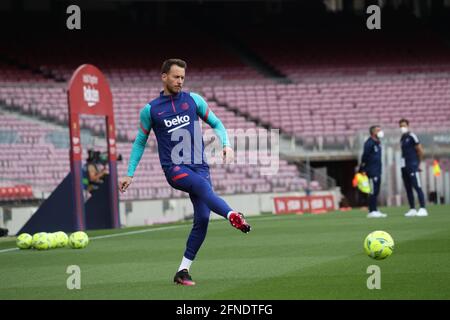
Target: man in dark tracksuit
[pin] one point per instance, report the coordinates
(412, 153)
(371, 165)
+--
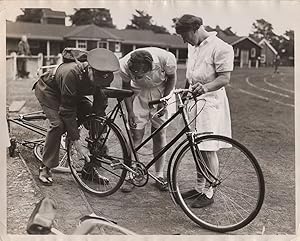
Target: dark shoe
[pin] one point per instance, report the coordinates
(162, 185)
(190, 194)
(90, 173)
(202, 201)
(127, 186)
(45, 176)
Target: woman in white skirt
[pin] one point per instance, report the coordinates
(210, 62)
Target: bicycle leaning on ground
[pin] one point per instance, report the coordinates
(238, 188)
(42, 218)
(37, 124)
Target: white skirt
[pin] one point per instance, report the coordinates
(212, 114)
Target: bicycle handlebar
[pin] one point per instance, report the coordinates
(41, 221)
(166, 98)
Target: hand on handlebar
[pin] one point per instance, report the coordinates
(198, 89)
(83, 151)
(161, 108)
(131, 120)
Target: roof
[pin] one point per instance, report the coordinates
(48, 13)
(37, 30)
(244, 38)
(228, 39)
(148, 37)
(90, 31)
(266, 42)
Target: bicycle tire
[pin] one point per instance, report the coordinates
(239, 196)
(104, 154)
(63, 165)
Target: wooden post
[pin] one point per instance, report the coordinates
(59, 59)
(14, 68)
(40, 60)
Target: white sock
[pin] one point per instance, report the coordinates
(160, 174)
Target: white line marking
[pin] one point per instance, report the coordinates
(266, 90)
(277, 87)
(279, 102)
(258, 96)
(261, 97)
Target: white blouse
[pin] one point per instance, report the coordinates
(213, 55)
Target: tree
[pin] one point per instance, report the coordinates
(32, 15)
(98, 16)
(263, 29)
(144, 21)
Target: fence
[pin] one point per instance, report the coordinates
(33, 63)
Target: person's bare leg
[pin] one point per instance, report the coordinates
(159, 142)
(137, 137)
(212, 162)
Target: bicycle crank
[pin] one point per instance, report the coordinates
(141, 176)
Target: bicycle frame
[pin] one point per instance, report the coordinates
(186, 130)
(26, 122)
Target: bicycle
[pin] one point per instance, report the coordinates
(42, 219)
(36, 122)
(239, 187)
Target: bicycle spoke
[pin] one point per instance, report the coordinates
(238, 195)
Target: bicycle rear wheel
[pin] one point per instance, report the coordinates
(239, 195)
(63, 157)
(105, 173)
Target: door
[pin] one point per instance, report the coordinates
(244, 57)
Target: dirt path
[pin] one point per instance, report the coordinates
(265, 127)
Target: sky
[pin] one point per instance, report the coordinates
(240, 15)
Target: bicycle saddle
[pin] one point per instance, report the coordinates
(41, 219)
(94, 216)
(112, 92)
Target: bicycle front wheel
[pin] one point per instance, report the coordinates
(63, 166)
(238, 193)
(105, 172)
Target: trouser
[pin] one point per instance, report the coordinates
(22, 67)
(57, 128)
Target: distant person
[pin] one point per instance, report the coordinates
+--
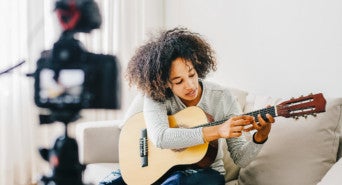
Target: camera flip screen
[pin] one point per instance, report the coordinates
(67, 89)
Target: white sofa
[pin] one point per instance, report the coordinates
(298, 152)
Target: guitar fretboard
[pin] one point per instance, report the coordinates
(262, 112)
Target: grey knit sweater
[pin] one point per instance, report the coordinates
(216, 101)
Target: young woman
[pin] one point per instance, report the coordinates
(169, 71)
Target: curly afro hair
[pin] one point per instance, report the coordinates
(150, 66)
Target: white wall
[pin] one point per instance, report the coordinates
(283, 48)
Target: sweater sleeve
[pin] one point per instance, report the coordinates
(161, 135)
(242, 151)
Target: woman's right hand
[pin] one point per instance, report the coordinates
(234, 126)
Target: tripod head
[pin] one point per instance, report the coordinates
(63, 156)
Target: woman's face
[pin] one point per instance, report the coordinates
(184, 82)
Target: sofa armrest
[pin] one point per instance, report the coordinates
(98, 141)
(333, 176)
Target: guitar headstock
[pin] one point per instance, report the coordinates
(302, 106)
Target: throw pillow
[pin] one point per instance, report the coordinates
+--
■ **TASK BRIEF**
Please count the lines in the records above that contain the string "person", and give only the number.

■ **WRITTEN RESPONSE**
2